▸ Collection entries
=== Section Start ===
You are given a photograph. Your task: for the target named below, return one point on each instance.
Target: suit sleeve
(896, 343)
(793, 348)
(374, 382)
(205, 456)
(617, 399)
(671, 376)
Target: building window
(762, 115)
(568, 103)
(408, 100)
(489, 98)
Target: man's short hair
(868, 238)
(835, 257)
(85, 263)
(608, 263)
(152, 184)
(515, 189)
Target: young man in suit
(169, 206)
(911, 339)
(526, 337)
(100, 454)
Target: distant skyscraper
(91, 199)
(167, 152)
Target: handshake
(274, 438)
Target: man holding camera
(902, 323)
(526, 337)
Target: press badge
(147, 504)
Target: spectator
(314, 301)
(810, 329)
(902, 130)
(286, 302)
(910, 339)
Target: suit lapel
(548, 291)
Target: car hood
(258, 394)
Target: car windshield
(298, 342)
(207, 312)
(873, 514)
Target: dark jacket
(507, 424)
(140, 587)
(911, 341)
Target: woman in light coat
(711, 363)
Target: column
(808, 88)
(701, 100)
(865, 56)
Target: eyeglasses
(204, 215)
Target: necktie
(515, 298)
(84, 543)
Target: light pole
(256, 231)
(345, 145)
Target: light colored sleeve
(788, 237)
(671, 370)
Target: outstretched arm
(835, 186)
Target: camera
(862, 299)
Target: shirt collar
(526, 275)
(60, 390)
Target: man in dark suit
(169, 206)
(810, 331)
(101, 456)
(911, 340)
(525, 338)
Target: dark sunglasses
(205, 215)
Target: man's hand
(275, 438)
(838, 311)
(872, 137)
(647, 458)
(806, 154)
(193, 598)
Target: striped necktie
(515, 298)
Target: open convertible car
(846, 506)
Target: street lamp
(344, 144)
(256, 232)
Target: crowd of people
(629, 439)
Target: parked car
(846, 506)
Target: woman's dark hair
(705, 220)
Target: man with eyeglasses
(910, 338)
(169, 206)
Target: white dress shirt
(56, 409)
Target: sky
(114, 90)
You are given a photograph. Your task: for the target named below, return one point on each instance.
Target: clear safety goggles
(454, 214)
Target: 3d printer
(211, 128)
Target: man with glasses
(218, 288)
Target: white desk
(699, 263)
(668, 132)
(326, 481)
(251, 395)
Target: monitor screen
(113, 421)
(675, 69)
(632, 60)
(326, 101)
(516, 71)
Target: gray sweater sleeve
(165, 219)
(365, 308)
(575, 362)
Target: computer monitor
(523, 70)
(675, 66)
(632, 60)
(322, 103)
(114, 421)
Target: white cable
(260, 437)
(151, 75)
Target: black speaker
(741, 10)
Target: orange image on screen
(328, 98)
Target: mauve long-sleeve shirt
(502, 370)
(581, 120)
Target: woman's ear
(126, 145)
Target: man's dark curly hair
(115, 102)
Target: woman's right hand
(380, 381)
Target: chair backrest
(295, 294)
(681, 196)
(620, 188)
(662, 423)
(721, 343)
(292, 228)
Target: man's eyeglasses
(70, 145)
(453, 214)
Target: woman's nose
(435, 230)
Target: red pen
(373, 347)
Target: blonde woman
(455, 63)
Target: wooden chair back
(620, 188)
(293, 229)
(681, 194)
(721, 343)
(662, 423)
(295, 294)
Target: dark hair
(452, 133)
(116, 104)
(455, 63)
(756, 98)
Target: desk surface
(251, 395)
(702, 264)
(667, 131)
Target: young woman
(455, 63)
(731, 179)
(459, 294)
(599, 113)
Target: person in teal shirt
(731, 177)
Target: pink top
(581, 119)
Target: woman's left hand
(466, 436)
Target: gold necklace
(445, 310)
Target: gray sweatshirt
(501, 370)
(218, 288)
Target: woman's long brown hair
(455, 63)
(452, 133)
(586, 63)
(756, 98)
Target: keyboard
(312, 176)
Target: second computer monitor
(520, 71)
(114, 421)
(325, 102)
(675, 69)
=== Section End ===
▸ Exercise goal
Copy each line of the data above exactly as it appears.

▸ Exercise solution
You are given a photograph. Your task: for the target named below, return one point on each instance.
Target: suit sleeve
(896, 343)
(793, 348)
(374, 382)
(205, 456)
(617, 399)
(671, 376)
Target: building window
(762, 115)
(568, 103)
(408, 100)
(489, 98)
Target: man's short hair
(868, 238)
(835, 257)
(85, 263)
(608, 263)
(152, 184)
(515, 189)
Target: young man in suit
(169, 206)
(911, 339)
(526, 337)
(100, 454)
Target: distant skyscraper
(91, 199)
(167, 152)
Target: handshake
(274, 438)
Target: man holding camera
(902, 323)
(526, 337)
Target: press badge
(147, 504)
Target: spectator
(314, 301)
(810, 329)
(902, 130)
(286, 302)
(910, 339)
Target: suit lapel
(548, 291)
Target: car hood
(258, 394)
Target: car windshield
(298, 342)
(207, 312)
(873, 514)
Target: dark jacket
(507, 424)
(140, 587)
(911, 341)
Target: woman in light coat
(711, 363)
Target: column
(808, 88)
(701, 100)
(865, 56)
Target: eyeglasses
(204, 215)
Target: necktie
(515, 298)
(84, 543)
Target: light pole
(256, 231)
(345, 145)
Target: light colored sleeve
(788, 237)
(671, 370)
Target: outstretched arm
(835, 186)
Target: camera
(862, 299)
Target: shirt collar
(526, 275)
(60, 390)
Target: man in dark suit
(169, 206)
(810, 331)
(101, 456)
(911, 340)
(525, 338)
Target: dark sunglasses
(205, 215)
Target: man's hand
(275, 438)
(838, 311)
(872, 137)
(647, 458)
(806, 154)
(193, 598)
Target: striped necktie
(515, 298)
Target: open convertible car
(846, 506)
Target: street lamp
(344, 144)
(256, 232)
Target: crowd of people
(629, 439)
Target: parked car
(846, 506)
Target: woman's dark hair
(705, 220)
Target: man with eyeglasses
(910, 338)
(169, 206)
Target: white dress shirt
(56, 409)
Target: sky
(114, 90)
You are given a photograph. Your task: for the target named below, return one point on each instance.
Target: clear safety goggles
(454, 214)
Target: 3d printer
(211, 128)
Target: man with glasses
(218, 288)
Target: white desk
(699, 263)
(668, 132)
(326, 481)
(251, 395)
Target: monitor screen
(113, 421)
(675, 69)
(632, 60)
(326, 101)
(516, 71)
Target: gray sweater sleeve
(165, 219)
(365, 308)
(575, 362)
Target: computer monitor
(523, 70)
(675, 66)
(632, 60)
(322, 103)
(114, 421)
Target: white cable
(260, 437)
(151, 75)
Target: black speaker
(741, 10)
Target: orange image on screen
(328, 98)
Target: mauve long-sleeve shirt
(502, 370)
(581, 120)
Target: woman's ear
(126, 145)
Target: man's dark curly hair
(115, 102)
Target: woman's right hand
(380, 381)
Target: chair backrest
(295, 294)
(681, 196)
(620, 188)
(662, 423)
(721, 343)
(292, 228)
Target: man's eyeglasses
(70, 145)
(453, 214)
Target: woman's nose
(435, 230)
Target: red pen
(373, 347)
Target: blonde woman
(455, 63)
Target: wooden chair back
(620, 188)
(293, 229)
(681, 194)
(721, 343)
(662, 423)
(295, 294)
Target: dark hair
(452, 133)
(116, 104)
(455, 63)
(756, 98)
Target: desk surface
(251, 395)
(702, 264)
(667, 131)
Target: young woman
(455, 63)
(731, 179)
(459, 294)
(599, 113)
Target: person in teal shirt
(731, 177)
Target: pink top
(581, 119)
Target: woman's left hand
(466, 436)
Target: gold necklace
(445, 310)
Target: gray sweatshirt
(501, 370)
(218, 288)
Target: woman's long brown hair
(455, 63)
(452, 133)
(586, 63)
(756, 98)
Target: keyboard
(312, 176)
Target: second computer monitor
(520, 71)
(114, 421)
(325, 102)
(675, 69)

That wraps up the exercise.